READING PASSAGE —

⁂

BA038 – so Peter Burkill was right (and brave) about the flaps

BA 777-200ER.jpgTucked away in the epic technical detail of the AAIB´s report on the crash of British Airways Boeing 777 G-YMMM is the human story of Capt Peter Burkill´s split-second decision to reduce the flap-setting. That decision is still being discussed by knowledgeable and not so knowledgeable people and doubtless will be for a long time to come.

As of today we know two new things. First, from the AAIB – page 86 of the report – is that Burkill was correct. Reducing the flaps did stretch the glide. Not by much – about 50m – but as it happens, by enough to miss the ILS antenna. That may or may not have mattered much, the antennas being designed to break in those circumstances – we´ll never know.

But just as (maybe more) importantly we also know from his BBC interview overnight that Burkill believed the aircraft was going to touch down in the cluster of buildings and people known as Hatton Cross. That would have been quite horrific. And believing that, he took the decision to raise the flaps. (As it happens he subsequently still thought he was going to die and apparently said goodbye to his wife – which is quite a good reason for not releasing the CVR or providing a full transcript.)

⁂

RECORDS SHOWN —
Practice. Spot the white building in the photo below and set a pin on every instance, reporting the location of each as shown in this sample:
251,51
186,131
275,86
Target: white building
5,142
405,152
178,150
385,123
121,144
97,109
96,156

⁂

TASKS AND EXERCISES —
- 1) Summarize the piece on Peter Burkill's flap decision in two sentences.
- 2) Write a continuation of the piece on Peter Burkill's flap decision, starting after its final sentence.

EXERCISE ANSWERS —
- 1) The AAIB report on the crash of British Airways Boeing 777 G-YMMM shows that Capt Peter Burkill was correct to reduce the flap setting, because doing so stretched the glide by about 50m, enough to miss the ILS antenna. In a BBC interview, Burkill said he raised the flaps because he believed the aircraft would otherwise touch down among the buildings and people of Hatton Cross.

- 2)
The main counter-argument, as far as I can see, now goes that the same decision resulted in an increased final rate of descent and hence damage, injuries etc. Maybe, maybe not, but Burkill´s achievement, like Sully Sullenberger´s in New York, was to make the tough decision. Plenty – probably the great majority – of pilots could have landed on the Hudson and made it over the fence to Heathrow – but not all would have taken the decision to opt for the river over a distant but tempting runway, or to raise the flaps.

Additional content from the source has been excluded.